#### Brief:
Copy the records below line for line, without altering a single character.
####
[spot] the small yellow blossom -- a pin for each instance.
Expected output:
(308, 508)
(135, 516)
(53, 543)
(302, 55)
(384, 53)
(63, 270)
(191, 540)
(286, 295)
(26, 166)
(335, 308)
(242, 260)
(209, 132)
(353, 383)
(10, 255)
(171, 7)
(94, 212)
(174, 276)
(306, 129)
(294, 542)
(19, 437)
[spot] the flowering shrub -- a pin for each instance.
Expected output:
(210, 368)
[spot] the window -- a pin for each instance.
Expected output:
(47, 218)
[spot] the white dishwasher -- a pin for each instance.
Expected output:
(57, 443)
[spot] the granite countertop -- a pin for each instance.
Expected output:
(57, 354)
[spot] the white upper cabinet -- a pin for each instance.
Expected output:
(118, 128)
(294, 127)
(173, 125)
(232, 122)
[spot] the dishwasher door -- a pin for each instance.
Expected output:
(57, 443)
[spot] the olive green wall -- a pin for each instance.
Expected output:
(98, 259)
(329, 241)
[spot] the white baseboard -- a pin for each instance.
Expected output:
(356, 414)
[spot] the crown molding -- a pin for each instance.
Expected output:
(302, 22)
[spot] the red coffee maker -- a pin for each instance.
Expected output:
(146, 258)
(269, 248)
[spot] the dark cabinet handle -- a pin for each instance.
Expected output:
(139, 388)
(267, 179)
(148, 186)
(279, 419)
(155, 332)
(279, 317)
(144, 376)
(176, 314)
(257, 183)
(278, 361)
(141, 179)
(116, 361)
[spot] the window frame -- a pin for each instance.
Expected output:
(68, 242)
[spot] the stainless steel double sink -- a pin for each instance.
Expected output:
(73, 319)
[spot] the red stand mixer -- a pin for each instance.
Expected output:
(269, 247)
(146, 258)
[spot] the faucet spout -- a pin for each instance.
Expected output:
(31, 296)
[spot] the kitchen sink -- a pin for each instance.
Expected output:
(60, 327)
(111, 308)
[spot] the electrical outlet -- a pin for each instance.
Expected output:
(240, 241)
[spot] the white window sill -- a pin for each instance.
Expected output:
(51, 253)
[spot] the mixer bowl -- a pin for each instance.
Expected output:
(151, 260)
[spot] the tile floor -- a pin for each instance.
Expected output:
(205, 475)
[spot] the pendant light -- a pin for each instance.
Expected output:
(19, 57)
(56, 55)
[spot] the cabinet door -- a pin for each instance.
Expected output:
####
#### Written answer:
[spot] the small yellow blossom -- a pin for each instance.
Expected output:
(308, 508)
(135, 516)
(53, 543)
(302, 55)
(384, 53)
(63, 270)
(191, 540)
(286, 295)
(26, 166)
(335, 308)
(242, 260)
(209, 132)
(353, 383)
(10, 255)
(171, 7)
(94, 212)
(174, 276)
(306, 129)
(294, 542)
(19, 437)
[spot] the flowering shrub -- a pin for each instance.
Expected output:
(210, 368)
[spot] the window -- a pin for each instance.
Expected output:
(47, 218)
[spot] the white dishwasher -- a pin for each instance.
Expected output:
(57, 443)
[spot] the granite countertop -- a pin for each instance.
Expected output:
(57, 354)
[spot] the white upper cabinet -- a pin for each instance.
Expected output:
(118, 128)
(294, 127)
(173, 125)
(232, 122)
[spot] the dishwasher door -- a pin for each instance.
Expected output:
(57, 443)
[spot] the olive green wall -- a pin for each instance.
Expected output:
(98, 259)
(329, 241)
[spot] the white baseboard -- a pin for each instance.
Expected output:
(356, 414)
[spot] the crown molding -- a pin for each instance.
Expected output:
(302, 22)
[spot] the red coffee maker -- a pin for each instance.
Expected output:
(146, 258)
(269, 248)
[spot] the dark cabinet handle -- a pin for each instance.
Expected output:
(139, 388)
(267, 179)
(148, 186)
(279, 419)
(155, 332)
(279, 317)
(144, 376)
(176, 314)
(257, 183)
(278, 361)
(141, 179)
(116, 361)
[spot] the window frame -- a pin for each instance.
Expected output:
(68, 242)
[spot] the stainless steel double sink -- a pin for each instance.
Expected output:
(73, 319)
[spot] the red stand mixer -- a pin for each instance.
Expected output:
(269, 247)
(146, 258)
[spot] the faucet spout -- a pin for each instance.
Expected output:
(31, 296)
[spot] the kitchen sink -- a pin for each instance.
Expected output:
(60, 327)
(111, 308)
[spot] the electrical outlet -- a pin for each instance.
Expected output:
(240, 241)
[spot] the white window sill -- a pin for each instance.
Expected output:
(51, 253)
[spot] the mixer bowl -- a pin for each instance.
Expected output:
(151, 260)
[spot] the tile floor -- a pin for each instance.
Expected output:
(205, 475)
[spot] the pendant light -- a pin for each instance.
Expected output:
(19, 57)
(56, 55)
[spot] the cabinet door -- a pin for each instance.
Expected output:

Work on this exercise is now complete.